## Task instructions
Pull out every line in the data that has the string "instance" in it.

## Exercise data
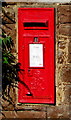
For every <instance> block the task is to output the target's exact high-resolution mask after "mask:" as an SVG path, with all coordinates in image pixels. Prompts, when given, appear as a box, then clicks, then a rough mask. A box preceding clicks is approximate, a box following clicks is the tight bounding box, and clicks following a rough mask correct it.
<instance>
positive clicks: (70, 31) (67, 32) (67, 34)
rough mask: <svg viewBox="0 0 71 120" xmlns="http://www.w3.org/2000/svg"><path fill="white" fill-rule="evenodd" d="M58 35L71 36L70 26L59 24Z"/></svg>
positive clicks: (70, 28) (70, 25)
mask: <svg viewBox="0 0 71 120" xmlns="http://www.w3.org/2000/svg"><path fill="white" fill-rule="evenodd" d="M59 34H62V35H66V36H71V24H61V25H60V26H59Z"/></svg>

## Written response
For every <instance> block the task is to output the target's exact high-resolution mask after "mask:" as an SVG path, with all coordinates in image pixels. Prompts, when given, appear as a box, then clicks, then a rough mask. A box preceding clicks is approximate, a box following clicks is the tight bounding box, and clicks following a rough mask correct it.
<instance>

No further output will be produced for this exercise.